# Directions for this task
Locate every line below that contains the word "vertical" and copy each of those lines.
-- START Provided records --
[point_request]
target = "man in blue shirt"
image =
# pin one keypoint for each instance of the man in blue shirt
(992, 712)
-- END Provided records --
-- START Provided records --
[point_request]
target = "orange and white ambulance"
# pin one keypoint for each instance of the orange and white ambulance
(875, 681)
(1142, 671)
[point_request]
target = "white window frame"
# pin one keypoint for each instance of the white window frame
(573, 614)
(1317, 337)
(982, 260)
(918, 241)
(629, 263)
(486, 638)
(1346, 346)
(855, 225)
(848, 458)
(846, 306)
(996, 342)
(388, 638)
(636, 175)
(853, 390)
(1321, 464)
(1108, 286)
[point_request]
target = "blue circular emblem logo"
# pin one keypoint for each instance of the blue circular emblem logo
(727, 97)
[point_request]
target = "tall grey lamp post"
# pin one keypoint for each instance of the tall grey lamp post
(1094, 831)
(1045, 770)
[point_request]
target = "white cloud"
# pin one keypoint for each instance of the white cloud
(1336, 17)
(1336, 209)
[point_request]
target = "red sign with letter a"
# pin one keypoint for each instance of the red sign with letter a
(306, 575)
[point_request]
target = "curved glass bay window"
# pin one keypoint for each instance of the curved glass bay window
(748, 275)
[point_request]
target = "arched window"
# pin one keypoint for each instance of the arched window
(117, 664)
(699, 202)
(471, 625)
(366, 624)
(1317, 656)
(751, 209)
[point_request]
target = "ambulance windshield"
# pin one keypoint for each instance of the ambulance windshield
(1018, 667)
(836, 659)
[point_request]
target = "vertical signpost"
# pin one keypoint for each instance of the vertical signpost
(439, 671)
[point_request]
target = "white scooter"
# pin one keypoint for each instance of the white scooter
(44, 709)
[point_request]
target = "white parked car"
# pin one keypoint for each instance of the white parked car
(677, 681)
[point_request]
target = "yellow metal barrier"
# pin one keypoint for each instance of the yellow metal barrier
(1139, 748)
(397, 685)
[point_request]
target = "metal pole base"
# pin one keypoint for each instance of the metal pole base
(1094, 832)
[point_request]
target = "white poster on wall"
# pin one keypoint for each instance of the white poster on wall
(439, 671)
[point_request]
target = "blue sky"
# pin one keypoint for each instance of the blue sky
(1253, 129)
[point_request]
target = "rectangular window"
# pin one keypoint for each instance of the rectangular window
-- END Provided records --
# Task answer
target = "vertical signpost"
# pin one keypoint for each instance of the vertical signpost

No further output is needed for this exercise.